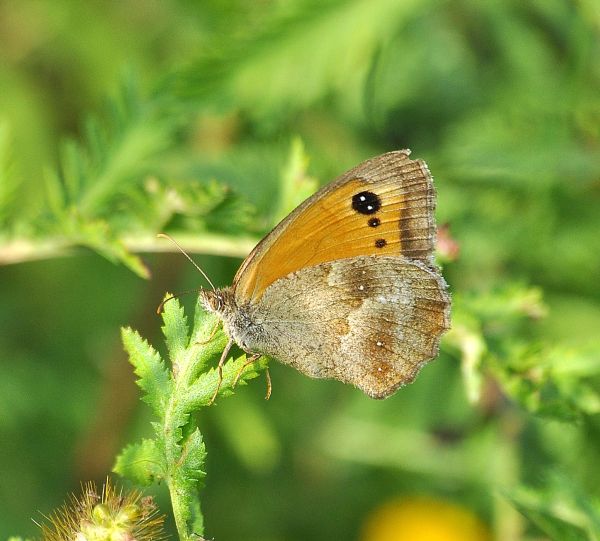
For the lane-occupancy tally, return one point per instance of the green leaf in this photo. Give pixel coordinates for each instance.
(142, 462)
(560, 510)
(175, 327)
(193, 456)
(10, 182)
(154, 378)
(296, 185)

# # #

[WHAT NEEDS TO BE DONE]: Can you rewrite the records above as a two-column CSV headed input and output, with one row per record, its text under input and its answer under output, each field in double quotes and every line break turned into a space? Leave the pictures out.

[THE OUTPUT]:
input,output
"For the lane-occupancy tally, return one point per instance of the green leaf in this photo. Give pixel coordinates for each instance.","(142, 462) (560, 510) (175, 327) (193, 456) (10, 182) (154, 378) (296, 185)"